*Your instructions*
Extract verbatim every line from the one containing "TARGET = patterned sneaker" to the final line of the records below, inclusive, and exclude all pictures.

-.-.-

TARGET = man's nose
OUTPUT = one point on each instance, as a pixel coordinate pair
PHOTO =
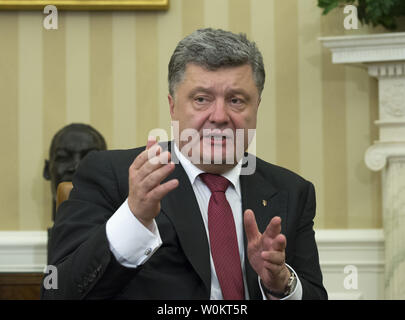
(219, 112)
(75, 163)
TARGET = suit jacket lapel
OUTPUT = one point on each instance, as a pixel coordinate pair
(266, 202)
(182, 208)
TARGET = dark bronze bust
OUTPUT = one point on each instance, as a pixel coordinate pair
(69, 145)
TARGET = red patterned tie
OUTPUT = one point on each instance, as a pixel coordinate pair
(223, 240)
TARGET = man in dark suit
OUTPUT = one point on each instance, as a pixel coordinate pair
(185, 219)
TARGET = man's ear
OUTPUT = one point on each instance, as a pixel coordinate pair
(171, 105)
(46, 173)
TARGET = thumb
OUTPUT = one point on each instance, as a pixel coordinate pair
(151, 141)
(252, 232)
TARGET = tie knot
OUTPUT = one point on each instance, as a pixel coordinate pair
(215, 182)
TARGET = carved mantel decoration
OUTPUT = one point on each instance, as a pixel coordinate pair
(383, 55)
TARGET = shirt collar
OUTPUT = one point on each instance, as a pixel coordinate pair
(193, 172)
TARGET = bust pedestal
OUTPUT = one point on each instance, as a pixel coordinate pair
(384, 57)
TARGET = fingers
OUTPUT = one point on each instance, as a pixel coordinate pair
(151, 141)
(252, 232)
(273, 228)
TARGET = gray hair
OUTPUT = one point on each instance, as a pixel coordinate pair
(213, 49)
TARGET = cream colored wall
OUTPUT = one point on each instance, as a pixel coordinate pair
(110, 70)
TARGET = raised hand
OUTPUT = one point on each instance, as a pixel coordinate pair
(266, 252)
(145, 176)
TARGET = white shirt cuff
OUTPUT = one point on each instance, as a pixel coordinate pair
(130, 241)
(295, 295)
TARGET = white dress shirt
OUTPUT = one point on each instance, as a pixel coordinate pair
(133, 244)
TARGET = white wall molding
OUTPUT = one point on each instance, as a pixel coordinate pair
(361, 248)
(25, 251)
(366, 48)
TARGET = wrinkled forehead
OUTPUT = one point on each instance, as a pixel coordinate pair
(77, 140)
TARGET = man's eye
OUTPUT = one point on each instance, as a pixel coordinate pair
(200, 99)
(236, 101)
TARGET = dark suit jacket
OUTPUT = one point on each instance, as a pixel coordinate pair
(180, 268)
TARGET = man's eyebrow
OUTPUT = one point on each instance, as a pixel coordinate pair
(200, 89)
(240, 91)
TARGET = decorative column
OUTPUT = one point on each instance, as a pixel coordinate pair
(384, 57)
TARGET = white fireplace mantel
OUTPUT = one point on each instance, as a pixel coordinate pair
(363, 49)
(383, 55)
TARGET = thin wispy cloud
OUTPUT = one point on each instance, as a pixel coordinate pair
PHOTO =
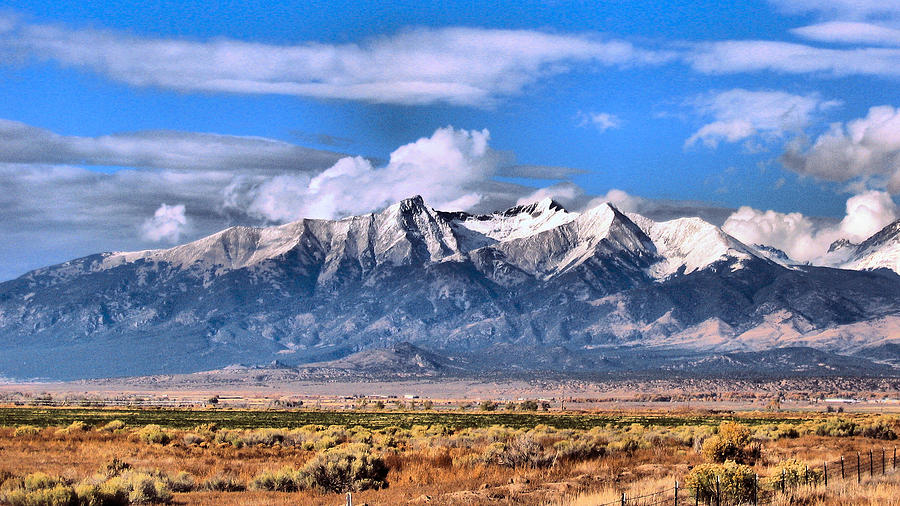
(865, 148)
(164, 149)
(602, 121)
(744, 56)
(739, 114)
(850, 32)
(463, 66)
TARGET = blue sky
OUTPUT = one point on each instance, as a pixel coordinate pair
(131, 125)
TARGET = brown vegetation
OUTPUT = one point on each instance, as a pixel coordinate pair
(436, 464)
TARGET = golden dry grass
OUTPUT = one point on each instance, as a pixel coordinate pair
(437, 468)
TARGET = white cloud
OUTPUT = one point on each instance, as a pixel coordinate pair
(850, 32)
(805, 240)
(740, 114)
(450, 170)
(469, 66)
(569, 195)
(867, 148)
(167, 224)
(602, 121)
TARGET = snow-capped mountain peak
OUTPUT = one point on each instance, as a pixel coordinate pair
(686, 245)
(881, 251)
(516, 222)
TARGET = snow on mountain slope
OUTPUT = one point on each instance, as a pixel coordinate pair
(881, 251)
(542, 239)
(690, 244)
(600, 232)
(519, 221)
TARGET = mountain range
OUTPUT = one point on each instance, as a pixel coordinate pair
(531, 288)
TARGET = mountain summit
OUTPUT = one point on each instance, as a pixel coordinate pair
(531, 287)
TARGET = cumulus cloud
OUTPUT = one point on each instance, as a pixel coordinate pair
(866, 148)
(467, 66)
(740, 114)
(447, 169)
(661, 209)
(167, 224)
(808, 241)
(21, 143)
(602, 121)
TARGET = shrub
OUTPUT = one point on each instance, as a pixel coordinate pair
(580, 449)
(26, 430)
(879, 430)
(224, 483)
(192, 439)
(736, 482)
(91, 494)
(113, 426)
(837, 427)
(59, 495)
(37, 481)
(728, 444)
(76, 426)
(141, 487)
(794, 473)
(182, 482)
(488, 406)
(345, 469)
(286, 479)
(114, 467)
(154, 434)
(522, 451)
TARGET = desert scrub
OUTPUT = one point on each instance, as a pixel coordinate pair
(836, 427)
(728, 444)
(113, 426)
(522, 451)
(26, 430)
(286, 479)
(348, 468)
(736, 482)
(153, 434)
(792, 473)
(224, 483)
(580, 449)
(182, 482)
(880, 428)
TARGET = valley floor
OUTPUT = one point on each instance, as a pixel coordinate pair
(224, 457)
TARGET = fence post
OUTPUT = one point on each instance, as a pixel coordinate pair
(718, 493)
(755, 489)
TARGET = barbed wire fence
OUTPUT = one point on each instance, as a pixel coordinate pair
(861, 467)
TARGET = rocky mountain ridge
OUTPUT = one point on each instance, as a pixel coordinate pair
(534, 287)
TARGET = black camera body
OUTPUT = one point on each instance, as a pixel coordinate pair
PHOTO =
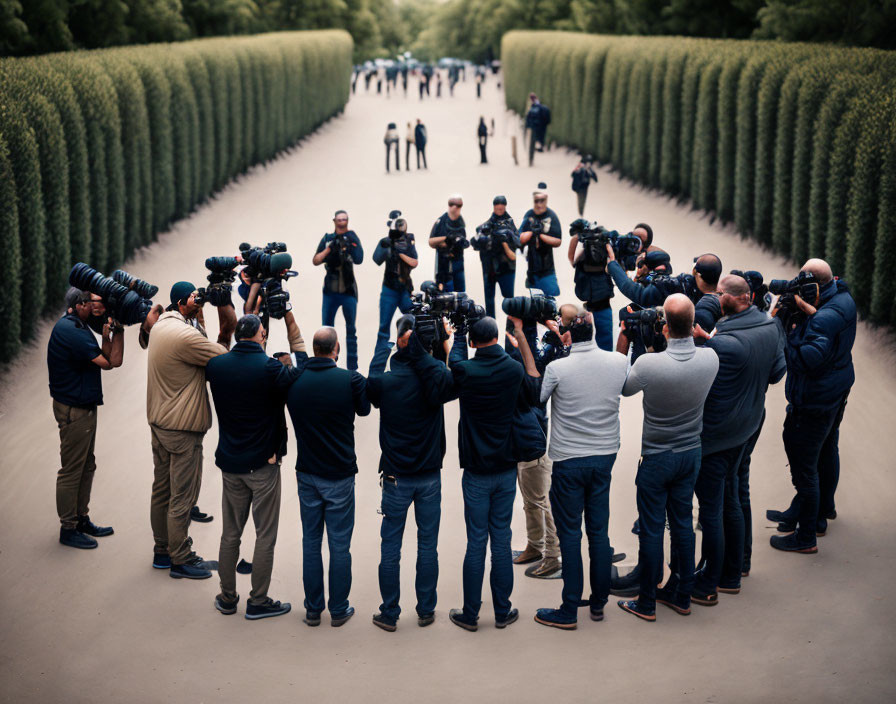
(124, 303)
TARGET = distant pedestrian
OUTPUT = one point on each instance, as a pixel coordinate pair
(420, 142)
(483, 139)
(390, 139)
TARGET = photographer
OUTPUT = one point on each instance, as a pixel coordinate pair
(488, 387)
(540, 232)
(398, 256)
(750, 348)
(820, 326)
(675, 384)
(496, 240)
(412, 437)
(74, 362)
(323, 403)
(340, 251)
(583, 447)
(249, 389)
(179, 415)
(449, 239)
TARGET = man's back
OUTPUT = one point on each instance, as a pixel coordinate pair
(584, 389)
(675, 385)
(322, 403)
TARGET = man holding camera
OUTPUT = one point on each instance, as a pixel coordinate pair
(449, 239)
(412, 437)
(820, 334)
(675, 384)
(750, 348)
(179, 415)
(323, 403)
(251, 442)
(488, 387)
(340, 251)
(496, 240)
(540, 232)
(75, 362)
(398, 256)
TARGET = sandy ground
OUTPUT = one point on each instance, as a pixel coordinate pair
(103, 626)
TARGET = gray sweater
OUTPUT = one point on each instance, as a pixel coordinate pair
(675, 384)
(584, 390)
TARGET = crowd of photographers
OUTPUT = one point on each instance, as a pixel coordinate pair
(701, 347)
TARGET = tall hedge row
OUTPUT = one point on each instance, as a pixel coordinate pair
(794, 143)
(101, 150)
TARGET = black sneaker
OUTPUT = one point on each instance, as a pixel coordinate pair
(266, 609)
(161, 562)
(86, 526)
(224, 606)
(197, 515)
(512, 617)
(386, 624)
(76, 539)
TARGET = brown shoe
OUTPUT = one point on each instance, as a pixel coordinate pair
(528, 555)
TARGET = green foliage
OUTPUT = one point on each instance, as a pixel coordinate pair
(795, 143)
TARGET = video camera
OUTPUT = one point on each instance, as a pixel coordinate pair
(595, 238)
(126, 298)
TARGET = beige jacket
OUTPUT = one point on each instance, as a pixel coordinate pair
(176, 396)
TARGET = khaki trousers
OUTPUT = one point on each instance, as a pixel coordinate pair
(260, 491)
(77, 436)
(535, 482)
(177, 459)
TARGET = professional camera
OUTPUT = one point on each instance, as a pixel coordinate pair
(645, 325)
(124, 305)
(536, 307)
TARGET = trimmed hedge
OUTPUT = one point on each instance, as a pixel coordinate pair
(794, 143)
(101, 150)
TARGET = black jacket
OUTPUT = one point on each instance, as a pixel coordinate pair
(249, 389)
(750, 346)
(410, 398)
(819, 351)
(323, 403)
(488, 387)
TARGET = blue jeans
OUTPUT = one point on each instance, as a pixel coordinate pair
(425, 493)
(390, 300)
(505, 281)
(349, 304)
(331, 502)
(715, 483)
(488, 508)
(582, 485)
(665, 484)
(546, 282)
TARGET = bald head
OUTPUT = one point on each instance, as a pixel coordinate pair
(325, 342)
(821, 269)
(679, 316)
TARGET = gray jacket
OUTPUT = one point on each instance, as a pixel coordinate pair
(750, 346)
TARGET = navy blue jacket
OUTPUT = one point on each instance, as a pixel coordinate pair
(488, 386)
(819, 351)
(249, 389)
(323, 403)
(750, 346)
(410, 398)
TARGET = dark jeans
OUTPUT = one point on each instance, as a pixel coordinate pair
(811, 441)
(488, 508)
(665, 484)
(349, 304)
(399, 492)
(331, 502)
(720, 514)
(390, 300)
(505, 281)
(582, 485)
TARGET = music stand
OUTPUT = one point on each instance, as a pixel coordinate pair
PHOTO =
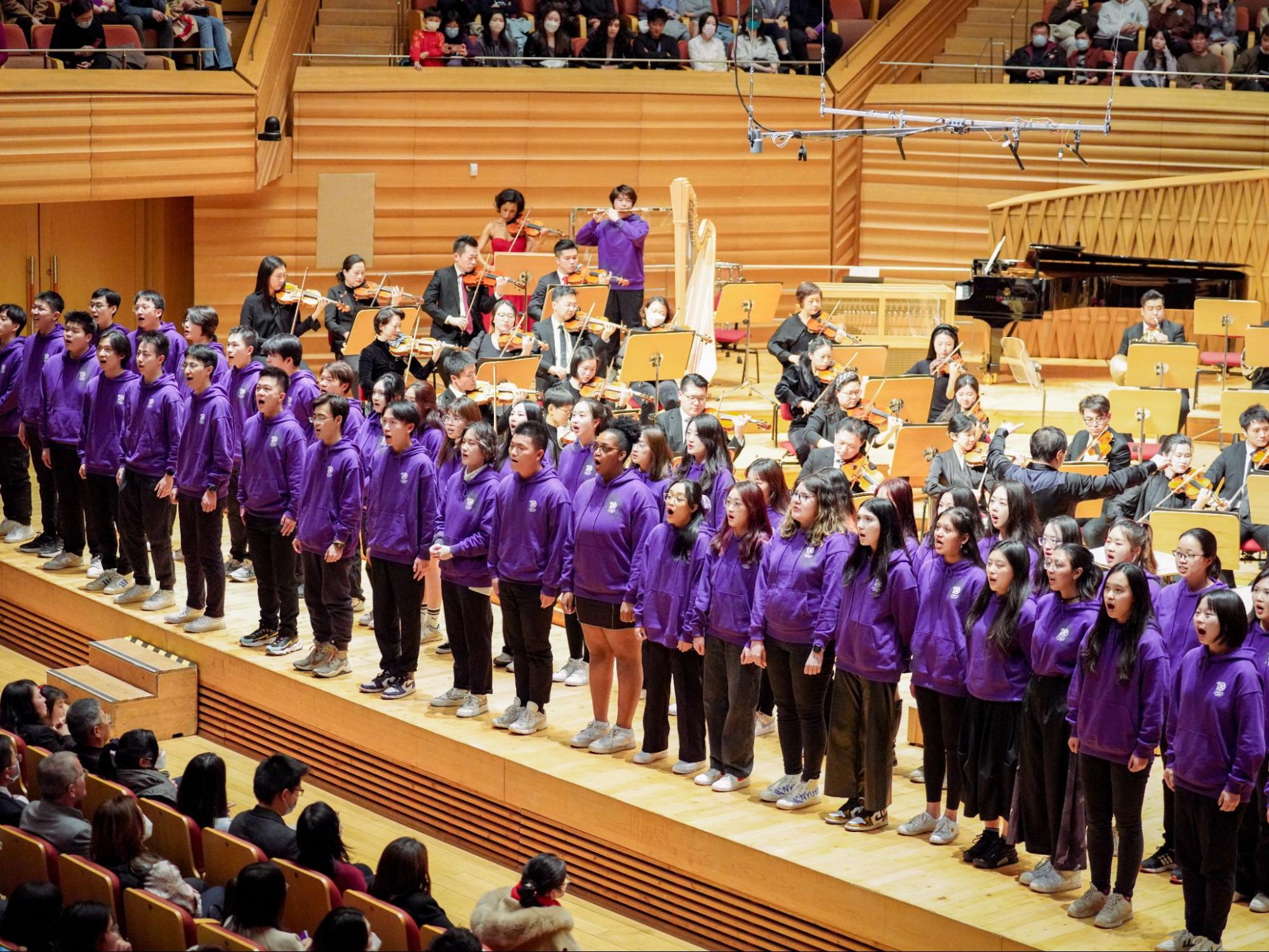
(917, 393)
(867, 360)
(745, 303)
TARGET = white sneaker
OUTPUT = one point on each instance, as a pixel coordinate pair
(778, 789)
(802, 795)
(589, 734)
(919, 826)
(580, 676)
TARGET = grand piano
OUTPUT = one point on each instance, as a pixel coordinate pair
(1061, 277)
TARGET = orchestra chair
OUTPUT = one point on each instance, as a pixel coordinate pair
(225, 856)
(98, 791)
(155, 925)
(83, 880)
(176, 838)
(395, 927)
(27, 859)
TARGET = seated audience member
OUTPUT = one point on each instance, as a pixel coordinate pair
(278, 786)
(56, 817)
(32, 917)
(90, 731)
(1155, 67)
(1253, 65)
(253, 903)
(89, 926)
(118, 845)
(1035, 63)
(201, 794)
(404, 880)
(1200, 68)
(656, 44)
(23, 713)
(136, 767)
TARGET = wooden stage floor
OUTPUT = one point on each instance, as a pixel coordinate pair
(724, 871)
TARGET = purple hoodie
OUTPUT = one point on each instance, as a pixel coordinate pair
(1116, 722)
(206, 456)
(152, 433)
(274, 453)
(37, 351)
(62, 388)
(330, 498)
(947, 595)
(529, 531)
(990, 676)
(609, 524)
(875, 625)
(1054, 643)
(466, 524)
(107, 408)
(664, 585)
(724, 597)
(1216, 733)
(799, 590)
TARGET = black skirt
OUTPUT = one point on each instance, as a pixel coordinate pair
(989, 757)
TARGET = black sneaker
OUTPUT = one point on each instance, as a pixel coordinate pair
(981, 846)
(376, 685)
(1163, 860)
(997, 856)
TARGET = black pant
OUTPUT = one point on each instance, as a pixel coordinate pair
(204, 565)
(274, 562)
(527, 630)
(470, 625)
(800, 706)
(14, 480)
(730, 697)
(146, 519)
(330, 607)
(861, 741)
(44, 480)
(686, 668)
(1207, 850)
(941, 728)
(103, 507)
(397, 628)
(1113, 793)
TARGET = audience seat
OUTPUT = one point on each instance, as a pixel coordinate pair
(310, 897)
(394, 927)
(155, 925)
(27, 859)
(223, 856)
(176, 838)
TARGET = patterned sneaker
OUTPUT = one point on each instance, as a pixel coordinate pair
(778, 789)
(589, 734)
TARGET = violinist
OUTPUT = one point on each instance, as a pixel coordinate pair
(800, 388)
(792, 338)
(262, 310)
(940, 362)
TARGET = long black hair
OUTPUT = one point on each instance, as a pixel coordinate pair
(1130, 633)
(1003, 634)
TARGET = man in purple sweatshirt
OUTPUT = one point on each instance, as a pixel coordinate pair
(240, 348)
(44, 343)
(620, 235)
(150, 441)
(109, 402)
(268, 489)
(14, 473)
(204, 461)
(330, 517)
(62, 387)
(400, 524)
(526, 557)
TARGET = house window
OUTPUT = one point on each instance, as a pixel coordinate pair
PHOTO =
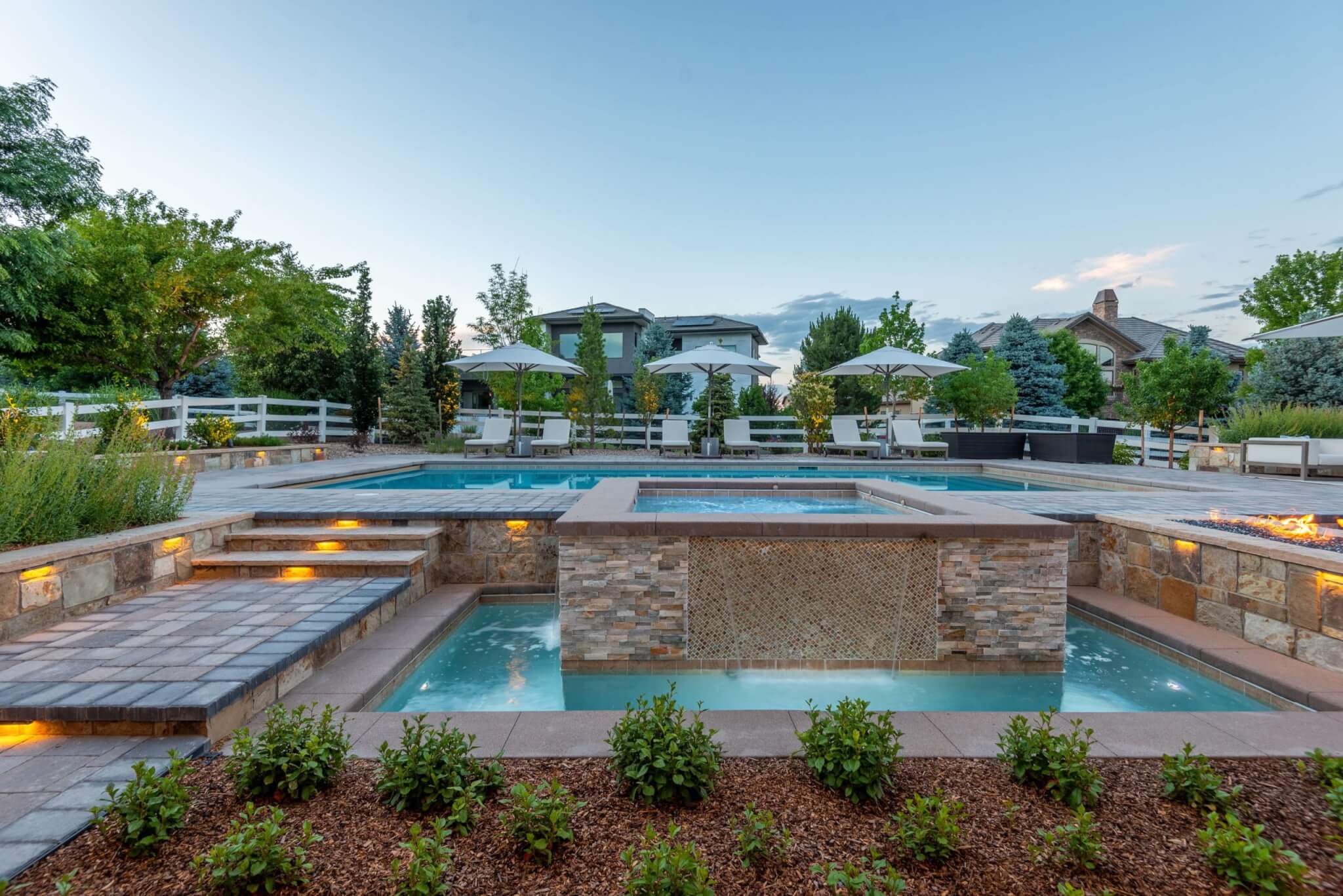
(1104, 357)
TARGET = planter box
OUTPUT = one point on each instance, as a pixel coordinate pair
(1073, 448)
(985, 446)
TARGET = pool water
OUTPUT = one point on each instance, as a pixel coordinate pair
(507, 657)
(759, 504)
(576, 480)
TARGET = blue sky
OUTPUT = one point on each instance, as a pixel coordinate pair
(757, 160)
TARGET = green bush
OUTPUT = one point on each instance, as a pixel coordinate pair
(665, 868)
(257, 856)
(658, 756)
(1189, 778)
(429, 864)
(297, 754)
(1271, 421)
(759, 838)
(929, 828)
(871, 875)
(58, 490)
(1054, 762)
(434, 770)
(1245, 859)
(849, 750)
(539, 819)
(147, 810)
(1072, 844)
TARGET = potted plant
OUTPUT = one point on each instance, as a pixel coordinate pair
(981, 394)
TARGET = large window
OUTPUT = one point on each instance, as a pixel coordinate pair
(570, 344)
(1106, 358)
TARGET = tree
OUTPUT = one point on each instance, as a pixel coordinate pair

-.-.-

*The completed task*
TARGET = patterned sneaker
OUTPUT = one point on each instance, as a pixel coordinate pair
(778, 789)
(589, 734)
TARGET = violinist
OUTPUT = one point on each instance, as a pixel coordinate pair
(800, 388)
(792, 338)
(262, 310)
(940, 362)
TARGET = long black hair
OUTPUT = one point on each instance, as a pixel coordinate pair
(1130, 633)
(1003, 634)
TARGET = man in purple sweatshirt
OUTPUT = one point on each instance, as a pixel coordinate pair
(240, 348)
(44, 343)
(620, 235)
(150, 441)
(109, 402)
(268, 489)
(14, 473)
(204, 461)
(330, 517)
(62, 387)
(400, 524)
(526, 557)
TARGET = house window
OUTPUT = one point on each instance, as a pixel coordinate pair
PHOTO =
(1104, 357)
TARGET = planter box
OUTPUT = one point on each instance, as a pixel coordinate pair
(1073, 448)
(985, 446)
TARGET = pool water
OUTPUT = one point on each instance, as a pixel coordinate pair
(507, 657)
(759, 504)
(576, 480)
TARGET = blue sky
OUTPUT = one point on each instance, as a pixel coordinate pair
(757, 160)
TARGET = green bush
OUTPUT = one point on each instance, as a pixel coordinate pair
(665, 868)
(257, 856)
(658, 756)
(1189, 778)
(429, 864)
(297, 754)
(1271, 421)
(759, 838)
(929, 828)
(871, 875)
(58, 490)
(1054, 762)
(434, 770)
(1245, 859)
(849, 750)
(539, 819)
(147, 810)
(1072, 844)
TARGET = potted plant
OUTPUT = one point on each instance, as a pixel coordinate pair
(981, 394)
TARGET = large window
OUTPUT = one point on each instance, as a pixel coordinate pair
(570, 344)
(1106, 358)
TARGET = tree
OUTPUT = one point on each instance, as a pixel coordinate pair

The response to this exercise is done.